▶ _Position annotation records_
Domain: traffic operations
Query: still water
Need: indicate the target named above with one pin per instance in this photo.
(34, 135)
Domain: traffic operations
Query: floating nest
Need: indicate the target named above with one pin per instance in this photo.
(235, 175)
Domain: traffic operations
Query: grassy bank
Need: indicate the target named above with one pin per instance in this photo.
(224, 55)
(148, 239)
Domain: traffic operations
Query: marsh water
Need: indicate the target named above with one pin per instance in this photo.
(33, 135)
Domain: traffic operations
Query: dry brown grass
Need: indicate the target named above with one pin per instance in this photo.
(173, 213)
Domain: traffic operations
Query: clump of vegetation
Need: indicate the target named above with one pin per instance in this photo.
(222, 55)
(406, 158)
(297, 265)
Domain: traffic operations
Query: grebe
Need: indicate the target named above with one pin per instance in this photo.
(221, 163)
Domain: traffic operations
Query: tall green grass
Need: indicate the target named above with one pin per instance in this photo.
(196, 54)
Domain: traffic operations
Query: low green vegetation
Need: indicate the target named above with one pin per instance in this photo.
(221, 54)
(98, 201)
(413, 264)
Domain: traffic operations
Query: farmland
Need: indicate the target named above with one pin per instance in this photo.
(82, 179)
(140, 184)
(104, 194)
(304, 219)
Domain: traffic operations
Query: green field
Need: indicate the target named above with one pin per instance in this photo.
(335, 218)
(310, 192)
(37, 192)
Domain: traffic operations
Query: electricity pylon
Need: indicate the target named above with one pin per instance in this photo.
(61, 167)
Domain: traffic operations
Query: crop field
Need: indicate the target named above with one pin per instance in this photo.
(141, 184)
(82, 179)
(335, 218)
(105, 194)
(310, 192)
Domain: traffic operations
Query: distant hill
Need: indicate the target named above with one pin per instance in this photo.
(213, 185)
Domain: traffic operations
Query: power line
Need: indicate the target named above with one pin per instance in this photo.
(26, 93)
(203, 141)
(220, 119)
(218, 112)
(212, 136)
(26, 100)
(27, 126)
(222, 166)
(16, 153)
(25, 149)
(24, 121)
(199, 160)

▶ _Challenge_
Retype the material in full, character for character.

▶ _Solution_
Domain: traffic operations
Query: still water
Need: indicate the target named above with one pin per instance in this photo.
(34, 135)
Domain: traffic operations
Query: floating nest
Need: indicate the target named above with one pin per instance in this photo.
(235, 175)
Domain: traffic operations
Query: grassy bank
Need: indicate the target named above with one pin per instance in this photo.
(224, 55)
(148, 239)
Domain: traffic operations
Query: marsh water
Need: indicate the target named above with one pin per instance in this photo.
(33, 135)
Domain: traffic operations
Query: dry brown grass
Need: indicate the target named above with one pin per instance in this photo.
(173, 213)
Domain: traffic operations
Query: clump of vegetation
Need: indicate the target named above with one pin per instance in this photo.
(222, 55)
(406, 158)
(297, 265)
Domain: traffic operations
Query: grebe
Need: indicate the target named above with one pin per instance in this photo.
(221, 163)
Domain: traffic operations
Query: tall green grass
Need: indicate the target named above with one pin per instance in this photo.
(196, 54)
Domain: traffic operations
Query: low green vegetation
Need: indicate the target named above with one pin per instance in this photo.
(221, 54)
(98, 201)
(413, 264)
Domain: traffic operations
Query: farmland
Need: indicate the target named above with one pin per instance in this photo.
(82, 179)
(140, 184)
(104, 194)
(304, 219)
Domain: traffic operations
Query: green field
Need: indicate the target named above with one pin per instance in this photo.
(335, 218)
(310, 192)
(37, 192)
Domain: traffic operations
Query: electricity pylon
Need: indicate the target named above with one pin per instance in this photo.
(61, 167)
Domain: traffic operations
Query: crop field
Need: indicate the target named above with one pin per instance in this photo.
(141, 184)
(82, 179)
(335, 218)
(105, 194)
(310, 192)
Domain: traffic operations
Query: distant hill
Need: indicate the target named above with one pin per instance in this photo.
(213, 185)
Domain: traffic operations
Query: power line
Need: indicate the target named above with one pin per instance in this photo.
(26, 93)
(203, 141)
(220, 119)
(218, 112)
(212, 136)
(26, 100)
(27, 126)
(222, 166)
(16, 153)
(25, 149)
(24, 121)
(199, 160)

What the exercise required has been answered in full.